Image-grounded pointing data

-- Opening Marker --

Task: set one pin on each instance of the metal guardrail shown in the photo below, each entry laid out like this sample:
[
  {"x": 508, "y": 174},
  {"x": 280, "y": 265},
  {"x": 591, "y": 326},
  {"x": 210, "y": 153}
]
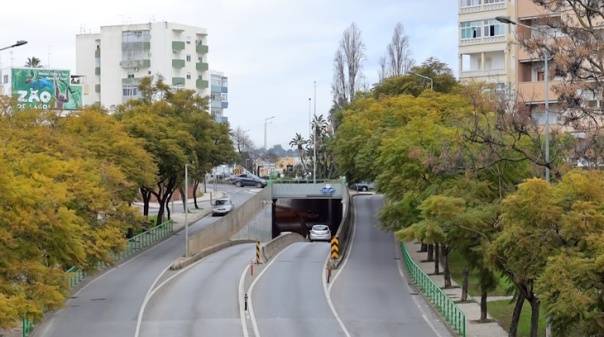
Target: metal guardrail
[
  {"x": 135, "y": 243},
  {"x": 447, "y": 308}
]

-- Closing Marker --

## Assignment
Repeat each line above exactly. The pictures stay out.

## Solution to this problem
Task: set one pin on each instance of the metal guardrail shown in the photo below, each entry laid out like this sample:
[
  {"x": 508, "y": 174},
  {"x": 280, "y": 265},
  {"x": 591, "y": 326},
  {"x": 210, "y": 153}
]
Target: metal guardrail
[
  {"x": 135, "y": 243},
  {"x": 447, "y": 308}
]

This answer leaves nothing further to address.